Every record below, from first to last: print it exactly as shown.

_ _ _

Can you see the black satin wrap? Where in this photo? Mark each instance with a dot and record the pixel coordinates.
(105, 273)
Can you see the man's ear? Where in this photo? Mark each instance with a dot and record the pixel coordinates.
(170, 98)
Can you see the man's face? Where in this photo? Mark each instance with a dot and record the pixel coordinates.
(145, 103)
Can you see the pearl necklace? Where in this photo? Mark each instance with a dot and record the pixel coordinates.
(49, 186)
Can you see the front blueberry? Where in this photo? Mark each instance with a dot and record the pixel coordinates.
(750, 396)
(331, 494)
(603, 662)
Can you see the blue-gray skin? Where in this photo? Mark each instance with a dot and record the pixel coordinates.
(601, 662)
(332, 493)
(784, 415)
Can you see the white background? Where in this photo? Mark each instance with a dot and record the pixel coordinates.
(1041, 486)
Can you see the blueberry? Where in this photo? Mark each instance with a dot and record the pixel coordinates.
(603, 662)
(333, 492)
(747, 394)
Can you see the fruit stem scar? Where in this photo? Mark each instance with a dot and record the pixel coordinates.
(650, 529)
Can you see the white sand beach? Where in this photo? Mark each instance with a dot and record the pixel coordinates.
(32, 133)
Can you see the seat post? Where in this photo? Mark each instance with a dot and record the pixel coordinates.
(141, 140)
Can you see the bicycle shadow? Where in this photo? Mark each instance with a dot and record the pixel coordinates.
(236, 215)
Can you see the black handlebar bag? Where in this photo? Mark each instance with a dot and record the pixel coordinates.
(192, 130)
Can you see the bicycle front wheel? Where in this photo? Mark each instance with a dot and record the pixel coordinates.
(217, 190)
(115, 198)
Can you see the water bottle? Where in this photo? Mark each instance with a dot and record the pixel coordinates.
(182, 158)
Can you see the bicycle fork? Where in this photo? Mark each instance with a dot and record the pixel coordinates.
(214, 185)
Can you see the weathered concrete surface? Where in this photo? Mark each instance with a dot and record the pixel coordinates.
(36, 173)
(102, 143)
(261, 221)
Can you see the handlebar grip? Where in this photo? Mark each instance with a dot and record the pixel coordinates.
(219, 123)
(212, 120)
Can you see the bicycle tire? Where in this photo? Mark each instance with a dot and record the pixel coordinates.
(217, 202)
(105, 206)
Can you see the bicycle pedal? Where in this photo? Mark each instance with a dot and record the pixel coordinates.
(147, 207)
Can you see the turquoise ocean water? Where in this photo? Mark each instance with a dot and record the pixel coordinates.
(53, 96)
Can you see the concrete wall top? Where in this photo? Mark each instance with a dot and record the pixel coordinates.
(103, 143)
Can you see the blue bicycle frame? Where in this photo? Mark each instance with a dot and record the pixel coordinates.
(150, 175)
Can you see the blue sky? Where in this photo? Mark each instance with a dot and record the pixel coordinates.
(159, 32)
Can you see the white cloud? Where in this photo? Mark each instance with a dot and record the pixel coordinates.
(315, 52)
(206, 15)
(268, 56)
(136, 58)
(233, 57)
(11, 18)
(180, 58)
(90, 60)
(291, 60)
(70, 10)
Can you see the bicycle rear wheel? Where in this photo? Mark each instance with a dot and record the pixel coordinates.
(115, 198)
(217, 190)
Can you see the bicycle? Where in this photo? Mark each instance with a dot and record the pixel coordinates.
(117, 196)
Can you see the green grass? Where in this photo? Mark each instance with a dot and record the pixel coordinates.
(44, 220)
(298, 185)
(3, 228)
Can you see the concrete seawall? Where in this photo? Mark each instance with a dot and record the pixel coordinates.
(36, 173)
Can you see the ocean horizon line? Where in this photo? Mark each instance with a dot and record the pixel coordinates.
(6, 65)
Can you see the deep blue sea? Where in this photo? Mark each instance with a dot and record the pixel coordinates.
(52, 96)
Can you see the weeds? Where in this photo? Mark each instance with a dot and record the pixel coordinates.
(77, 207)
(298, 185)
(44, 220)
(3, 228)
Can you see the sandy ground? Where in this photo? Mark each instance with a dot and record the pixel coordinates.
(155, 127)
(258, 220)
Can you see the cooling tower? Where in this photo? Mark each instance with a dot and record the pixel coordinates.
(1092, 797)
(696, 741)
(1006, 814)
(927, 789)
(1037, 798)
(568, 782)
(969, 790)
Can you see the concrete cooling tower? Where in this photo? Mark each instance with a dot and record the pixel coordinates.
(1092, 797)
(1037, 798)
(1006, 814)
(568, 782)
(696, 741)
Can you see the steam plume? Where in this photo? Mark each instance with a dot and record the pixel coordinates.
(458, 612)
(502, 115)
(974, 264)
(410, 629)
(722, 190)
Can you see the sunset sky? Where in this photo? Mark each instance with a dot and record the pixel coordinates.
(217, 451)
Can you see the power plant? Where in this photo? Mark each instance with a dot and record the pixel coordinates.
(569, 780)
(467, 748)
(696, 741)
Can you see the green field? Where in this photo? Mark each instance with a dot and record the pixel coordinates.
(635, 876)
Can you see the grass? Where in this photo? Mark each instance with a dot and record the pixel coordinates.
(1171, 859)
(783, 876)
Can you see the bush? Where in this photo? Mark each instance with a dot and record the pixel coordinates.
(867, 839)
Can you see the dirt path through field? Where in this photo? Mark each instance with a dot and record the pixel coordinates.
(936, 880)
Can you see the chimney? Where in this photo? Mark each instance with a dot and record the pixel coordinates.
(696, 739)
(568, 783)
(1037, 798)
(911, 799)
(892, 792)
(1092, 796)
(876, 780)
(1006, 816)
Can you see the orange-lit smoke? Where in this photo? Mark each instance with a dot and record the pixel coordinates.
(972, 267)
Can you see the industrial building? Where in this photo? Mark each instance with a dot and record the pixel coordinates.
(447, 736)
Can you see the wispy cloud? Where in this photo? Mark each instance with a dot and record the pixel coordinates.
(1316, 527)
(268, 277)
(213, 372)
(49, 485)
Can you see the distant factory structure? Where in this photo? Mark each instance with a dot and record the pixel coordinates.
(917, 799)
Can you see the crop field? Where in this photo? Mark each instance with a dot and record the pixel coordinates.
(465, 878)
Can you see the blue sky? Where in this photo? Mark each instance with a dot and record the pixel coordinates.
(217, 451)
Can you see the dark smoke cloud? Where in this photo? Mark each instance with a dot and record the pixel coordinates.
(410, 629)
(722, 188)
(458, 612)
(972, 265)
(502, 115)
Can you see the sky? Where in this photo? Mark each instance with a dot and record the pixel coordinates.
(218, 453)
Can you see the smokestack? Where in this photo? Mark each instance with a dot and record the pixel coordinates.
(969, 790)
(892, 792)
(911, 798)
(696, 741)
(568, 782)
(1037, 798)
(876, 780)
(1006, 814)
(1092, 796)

_ _ _

■ Answer to this exercise
Can you see the black satin wrap? Where in this photo? Mark each instance with a dot and record the pixel coordinates.
(105, 273)
Can you see the man's ear? Where in this photo? Mark each instance with a dot and record the pixel coordinates.
(170, 98)
Can you see the man's face? Where in this photo? Mark each instance with a dot and record the pixel coordinates.
(145, 103)
Can you see the pearl necklace? Where in this photo? Mark each instance with a dot and record the pixel coordinates.
(49, 186)
Can you see the front blueberry? Where in this photo? Mark each instance with a dot and record the pixel coordinates.
(750, 396)
(331, 494)
(603, 662)
Can you see the blue-gray skin? Where in this photo? Mark each instance with a dot and record the pixel coordinates.
(601, 662)
(332, 493)
(784, 415)
Can you see the white background? Where in this photo? Mark each instance with a dot and record the pixel coordinates.
(1041, 486)
Can you see the blueberry? Where in this photo? Mark each instance with a dot and record the pixel coordinates.
(603, 662)
(333, 492)
(747, 394)
Can you see the fruit stem scar? Where in this photo? Mark each instance with a dot and record the pixel coordinates.
(650, 529)
Can you see the white sand beach? Where in this photo? Mark each instance with a dot and record the pixel coordinates.
(32, 133)
Can you see the seat post? Where in this photo? Mark each instance with a dot and record the pixel coordinates.
(141, 140)
Can you see the bicycle shadow? Where in this photo? Mark each instance with a dot and record the pixel coordinates.
(236, 215)
Can you see the black handlebar bag? Where in this photo? Mark each instance with a dot and record the pixel coordinates.
(192, 130)
Can you see the bicycle front wheel? Where in this photo? Mark each instance with a dot and record the pixel coordinates.
(217, 190)
(115, 198)
Can you see the water bottle? Where in this photo? Mark each instance with a dot and record the pixel coordinates.
(182, 158)
Can you see the bicycle fork? Where in this photo? Mark each instance with a dot and record the pixel coordinates.
(214, 185)
Can you see the weathered concrete surface? Where in this photo? Mark each instance with a dot and record the pixel coordinates.
(36, 173)
(102, 143)
(261, 221)
Can you see the handlebar grip? Where in this photo? Mark each instance with a dot and record the pixel coordinates.
(219, 123)
(212, 120)
Can you see the bicycle tire? Where in this photo? Mark each instance with a dot and record the pixel coordinates.
(217, 202)
(105, 206)
Can you see the bicycle pedal? Where in this photo? Mark each instance with a dot and record the pixel coordinates.
(147, 207)
Can you see the turquoise ocean water? Where in this photo? Mark each instance with a dot and record the pixel coordinates.
(53, 96)
Can you see the concrete wall top? Where in this photo? Mark each instance with a dot and record the pixel coordinates.
(103, 143)
Can you see the blue bicycle frame? Where in this photo? Mark each instance with a dot and record the pixel coordinates.
(150, 175)
Can you see the blue sky? Where in this photo? Mark each instance with a dot and record the pixel coordinates.
(159, 32)
Can you see the white cloud? Where in this photo? Mark each instance with a dot and record the pixel coordinates.
(315, 52)
(206, 15)
(268, 56)
(136, 58)
(233, 57)
(11, 18)
(180, 58)
(90, 60)
(291, 60)
(70, 10)
Can you see the bicycle rear wheel? Where in this photo? Mark each instance with a dot and record the pixel coordinates.
(115, 198)
(217, 190)
Can you see the bicycle? Where in this photo? Mark each instance with a dot and record the pixel coordinates.
(117, 196)
Can you see the green grass? Where in this photo? Mark each instance with a dot and record the pixel coordinates.
(44, 220)
(298, 185)
(3, 228)
Can you see the concrete seawall? Where in this photo? Mark each instance with a dot and record the pixel coordinates.
(36, 173)
Can you see the ocean horizon line? Where in this photo? Mark each instance with a dot and record the pixel coordinates.
(6, 65)
Can you see the deep blue sea? Where in this photo? Mark each instance with a dot and record the pixel coordinates.
(52, 96)
Can you see the weeds? Where in this photo? Mark each instance with a dot and record the pixel coordinates.
(77, 207)
(298, 185)
(44, 220)
(3, 228)
Can you see the sandy ground? Where in this photo? Mark each instance with a dot and record the pixel coordinates.
(155, 127)
(258, 220)
Can you see the cooling tower? Where in this photo? Mark each instance with a dot and record the pixel coordinates.
(1092, 797)
(696, 741)
(1006, 814)
(927, 789)
(1037, 798)
(568, 782)
(969, 790)
Can you see the concrete cooling tower? Where in this photo? Mark each instance with a dot and record the pixel coordinates.
(1092, 797)
(1037, 798)
(1006, 814)
(568, 782)
(696, 741)
Can you see the steam plume? Where in this photo? Mark each instance with a dot and record the pixel coordinates.
(458, 612)
(502, 115)
(974, 264)
(410, 629)
(722, 190)
Can you see the sunset sky? Where in this photo? Mark each instance with a dot and record the pixel coordinates.
(217, 451)
Can you see the power plant? Where in this photo? Mark each instance with a dot and record the pixel coordinates.
(569, 780)
(467, 748)
(696, 741)
Can you see the green field? Where in this photo? Mark each instance with a dot and record the pixel coordinates.
(635, 876)
Can you see the grass? Where in this photo? Mark each instance with a dot and record the pixel coordinates.
(1171, 859)
(783, 876)
Can you see the bush? Where in this photo? Mark each instance with a dot and record the pixel coordinates.
(867, 839)
Can you see the dirt path through field? Where in this photo? Mark each instance with a dot and record the pixel coordinates.
(936, 880)
Can you see the chimney? Where in this photo? Mark each instance with a dot and record the pixel coordinates.
(696, 739)
(568, 783)
(1037, 798)
(911, 799)
(892, 792)
(1092, 796)
(876, 780)
(1006, 816)
Can you see the orange-lit smoke? Where in this photo? Mark each instance with a dot and record the pixel coordinates.
(972, 267)
Can you see the industrial building? Where in this photo? Mark each instance with a dot and record the pixel coordinates.
(447, 736)
Can you see the wispy cloud? Where in this photo? Mark each instance with a dot and record the pixel coordinates.
(1316, 527)
(268, 277)
(213, 372)
(49, 485)
Can you see the distant factory structure? Where in this photo? Mark each instance with a dot and record the pixel coordinates.
(917, 799)
Can you see the crop field? Where in this photo? Mark each instance with a dot and record the pixel coordinates.
(465, 878)
Can you see the blue sky? Where in this photo? Mark each instance with a dot and record the pixel coordinates.
(217, 451)
Can you see the dark smoke cloud? Where in this photo? Mark each instance with a dot and record the pixel coordinates.
(410, 629)
(722, 188)
(458, 612)
(972, 265)
(502, 115)
Can you see the sky? Where in this photo? Mark each instance with a dot and record the pixel coordinates.
(218, 453)
Can you see the smokestack? Where in this photo? Mark each instance with a dot and record the pixel coordinates.
(969, 790)
(892, 792)
(911, 798)
(696, 741)
(568, 782)
(1037, 798)
(876, 780)
(1006, 814)
(1092, 796)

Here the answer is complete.